• [DIRECTIONS]
Please return every line below that contains the string "white". Case counts.

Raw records
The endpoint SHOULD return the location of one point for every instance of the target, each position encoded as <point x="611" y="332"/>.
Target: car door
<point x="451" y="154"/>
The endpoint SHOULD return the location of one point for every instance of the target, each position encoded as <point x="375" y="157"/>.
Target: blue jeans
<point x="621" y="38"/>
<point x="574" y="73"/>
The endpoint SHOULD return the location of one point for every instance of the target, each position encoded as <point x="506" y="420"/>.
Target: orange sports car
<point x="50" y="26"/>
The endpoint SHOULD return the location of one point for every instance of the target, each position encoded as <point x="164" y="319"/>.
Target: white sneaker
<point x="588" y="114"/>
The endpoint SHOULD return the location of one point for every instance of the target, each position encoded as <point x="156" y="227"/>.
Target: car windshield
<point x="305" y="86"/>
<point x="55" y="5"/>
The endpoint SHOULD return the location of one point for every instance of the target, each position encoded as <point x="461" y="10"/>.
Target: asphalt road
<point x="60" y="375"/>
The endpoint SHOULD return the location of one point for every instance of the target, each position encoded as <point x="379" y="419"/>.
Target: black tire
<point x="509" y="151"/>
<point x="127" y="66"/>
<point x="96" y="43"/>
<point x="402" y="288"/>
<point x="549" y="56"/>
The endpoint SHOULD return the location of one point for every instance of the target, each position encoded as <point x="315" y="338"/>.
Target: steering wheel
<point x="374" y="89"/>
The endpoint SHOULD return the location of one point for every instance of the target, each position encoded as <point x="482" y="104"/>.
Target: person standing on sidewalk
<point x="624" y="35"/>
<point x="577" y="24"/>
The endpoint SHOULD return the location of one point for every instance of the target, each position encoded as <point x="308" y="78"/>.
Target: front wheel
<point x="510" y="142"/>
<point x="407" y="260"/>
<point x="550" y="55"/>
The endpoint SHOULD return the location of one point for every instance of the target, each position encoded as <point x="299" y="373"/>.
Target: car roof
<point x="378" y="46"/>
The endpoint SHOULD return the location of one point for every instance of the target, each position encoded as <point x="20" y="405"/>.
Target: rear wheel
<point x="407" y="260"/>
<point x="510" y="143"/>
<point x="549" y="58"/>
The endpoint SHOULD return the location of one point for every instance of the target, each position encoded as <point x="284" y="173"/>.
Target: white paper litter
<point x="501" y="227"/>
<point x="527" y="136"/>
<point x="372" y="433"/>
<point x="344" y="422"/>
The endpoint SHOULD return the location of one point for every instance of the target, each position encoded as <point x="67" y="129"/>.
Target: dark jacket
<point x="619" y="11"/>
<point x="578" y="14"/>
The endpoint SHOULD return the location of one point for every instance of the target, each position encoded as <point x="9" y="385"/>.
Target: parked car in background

• [EXPECTED ANSWER]
Target: white sneaker
Target: white paper litter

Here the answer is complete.